* ACTIONS TO TAKE:
- a) Please copy the part of the obedience competition thread below that opens with the words containing "He has severe" and closes with "(Jan 3, 2010)".
- b) Translate this sentence from the obedience competition thread into Spanish: "He can't even take long walks without resting several times."

======== EXCERPT PROVIDED ========

# Questions on obedience competition...



## kwhit (Apr 7, 2008)

Has anyone worked with a shy dog in obedience competition? Does it give them confidence or would it be too much? And also, what is the oldest dog that you've started in obedience that went on to compete? 

Thanks!


----------



## Megora (Jun 7, 2010)

My Danny was very shy around people to the point people thought he had been abused (never ever). Taking him to dog class every week helped bring him out of his shell to the point where he was "reserved" instead of fearful around strangers - definitely. Whether I had gone on to show him or not, the weekly dog classes was worth it.

As long as your dog is old enough (older than 6 months), healthy and sound, you can compete in obedience.


----------



## FlyingQuizini (Oct 24, 2006)

It could, although there are a couple exercises in even Novice that are extremely hard for shy, nervous dogs ... the stand for exam (stranger touching them) and the stays (owner is far away). I've found that agility can do wonders for a dog's confidence and doesn't have the inherent "scary features" of obedience. Might you consider agility to start? Build up to obedience? Many dogs find it more fun b/c it's less formal as well.

Now, if you just meant general obedience for a polite dog -- yes. Really, teaching a dog to do anything can go a long way to build confidence so long as it's taught in a non-threatening, reinforcement-based manner.


----------



## kwhit (Apr 7, 2008)

FlyingQuizini said:


> It could, although there are a couple exercises in even Novice that are extremely hard for shy, nervous dogs ... the stand for exam (stranger touching them) and the stays (owner is far away). I've found that agility can do wonders for a dog's confidence and doesn't have the inherent "scary features" of obedience. Might you consider agility to start? Build up to obedience? Many dogs find it more fun b/c it's less formal as well.


I was just saying to my daughter that Chance would really dislike anyone he didn't know touching him and I know he would be a nervous wreck staying somewhere without me in sight or away from him. 

He has severe ED, so agility is out. He can't even take long walks without resting several times. 

I think I'll take a basic class with him and see how he likes it. Do they do stand for exam and stays in Rally?


----------



## BayBeams (Jan 3, 2010)

Rally would be a great option. My 9 y/o rescue with hip problems loved rally. I also know someone who had a shy 13 y/o collie that earned her CD. It can be done but it just might take a little more patience.


----------



## FlyingQuizini (Oct 24, 2006)

No, no stand for exam or stays (other than with you right there, in the most advanced level) in Rally. Poor boy. How old is he? Is he on any supplements to help his elbows? Is he a candidate for surgery? So sad to think he can't even *walk* far w/o resting... :-(


----------



## kwhit (Apr 7, 2008)

FlyingQuizini said:


> Poor boy. How old is he? Is he on any supplements to help his elbows? Is he a candidate for surgery? So sad to think he can't even *walk* far w/o resting... :-(


Chance will be 7, I think around September. Not sure of his exact birthday, he's a rescue. He's on Rimadyl, Synovi G3 and Tramadol on the days he needs "extra" help. I had him x-rayed and my vet said his right elbow was really bad, (his left is fine as well as his hips). He had an Orthopedic surgeon, (that comes in from UC Davis to perform the more complex surgeries at his clinic), look at Chance's x-ray to evaluate him for surgery and he said that the case was one of the worst he's seen. He also said he felt Chance, in his opinion, was not a candidate for surgery.

======== INFORMATION SUPPLIED ========

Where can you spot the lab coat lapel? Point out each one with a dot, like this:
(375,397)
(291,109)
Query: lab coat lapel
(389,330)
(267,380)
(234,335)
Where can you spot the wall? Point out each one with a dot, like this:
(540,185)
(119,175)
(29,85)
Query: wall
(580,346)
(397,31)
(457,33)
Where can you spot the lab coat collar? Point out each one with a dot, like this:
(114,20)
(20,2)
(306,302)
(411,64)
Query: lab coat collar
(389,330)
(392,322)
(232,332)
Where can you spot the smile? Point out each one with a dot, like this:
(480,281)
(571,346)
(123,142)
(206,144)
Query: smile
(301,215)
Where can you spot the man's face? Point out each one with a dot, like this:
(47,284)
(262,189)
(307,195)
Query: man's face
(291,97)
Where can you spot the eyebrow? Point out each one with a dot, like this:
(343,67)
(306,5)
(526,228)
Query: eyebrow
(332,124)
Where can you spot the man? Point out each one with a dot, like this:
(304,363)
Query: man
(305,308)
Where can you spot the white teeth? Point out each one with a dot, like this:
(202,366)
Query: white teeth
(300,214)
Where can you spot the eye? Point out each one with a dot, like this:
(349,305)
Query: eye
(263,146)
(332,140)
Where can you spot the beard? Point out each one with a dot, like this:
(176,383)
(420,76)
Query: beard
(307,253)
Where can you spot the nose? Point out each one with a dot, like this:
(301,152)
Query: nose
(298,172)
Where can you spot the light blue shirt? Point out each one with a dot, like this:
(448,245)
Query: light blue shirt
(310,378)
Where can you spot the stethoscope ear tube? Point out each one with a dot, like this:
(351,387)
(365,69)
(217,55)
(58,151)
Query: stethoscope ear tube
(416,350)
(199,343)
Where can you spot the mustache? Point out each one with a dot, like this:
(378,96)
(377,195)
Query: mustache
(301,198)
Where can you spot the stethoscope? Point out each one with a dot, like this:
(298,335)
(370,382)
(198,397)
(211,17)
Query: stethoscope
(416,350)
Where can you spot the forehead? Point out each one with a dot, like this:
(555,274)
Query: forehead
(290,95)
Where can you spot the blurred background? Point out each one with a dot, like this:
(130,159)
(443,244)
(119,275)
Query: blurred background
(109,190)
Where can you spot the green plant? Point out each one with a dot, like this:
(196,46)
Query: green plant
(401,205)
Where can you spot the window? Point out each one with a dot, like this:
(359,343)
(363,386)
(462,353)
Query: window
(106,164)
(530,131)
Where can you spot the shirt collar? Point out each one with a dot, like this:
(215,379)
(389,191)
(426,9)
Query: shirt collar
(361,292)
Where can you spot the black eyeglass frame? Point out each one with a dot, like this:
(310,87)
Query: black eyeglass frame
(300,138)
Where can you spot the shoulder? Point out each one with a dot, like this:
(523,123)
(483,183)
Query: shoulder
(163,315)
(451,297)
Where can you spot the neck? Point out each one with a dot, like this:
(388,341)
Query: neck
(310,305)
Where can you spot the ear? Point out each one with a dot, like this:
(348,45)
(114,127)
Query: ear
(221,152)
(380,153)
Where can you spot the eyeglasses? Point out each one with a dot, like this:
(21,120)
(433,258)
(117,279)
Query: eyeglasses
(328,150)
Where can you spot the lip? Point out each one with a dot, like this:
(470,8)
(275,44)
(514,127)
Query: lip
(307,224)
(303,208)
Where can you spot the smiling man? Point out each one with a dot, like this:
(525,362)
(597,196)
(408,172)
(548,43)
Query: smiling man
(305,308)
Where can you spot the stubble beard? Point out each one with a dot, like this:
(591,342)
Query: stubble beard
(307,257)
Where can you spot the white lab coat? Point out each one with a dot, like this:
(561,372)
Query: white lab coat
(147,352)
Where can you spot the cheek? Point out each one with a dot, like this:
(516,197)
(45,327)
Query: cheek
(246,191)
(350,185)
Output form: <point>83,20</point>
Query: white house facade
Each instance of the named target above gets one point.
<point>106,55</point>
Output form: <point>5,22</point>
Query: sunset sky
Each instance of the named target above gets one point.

========

* ANSWER LIST:
- a)
He has severe ED, so agility is out. He can't even take long walks without resting several times. 

I think I'll take a basic class with him and see how he likes it. Do they do stand for exam and stays in Rally?


----------



## BayBeams (Jan 3, 2010)

- b) Ni siquiera puede dar paseos largos sin descansar varias veces.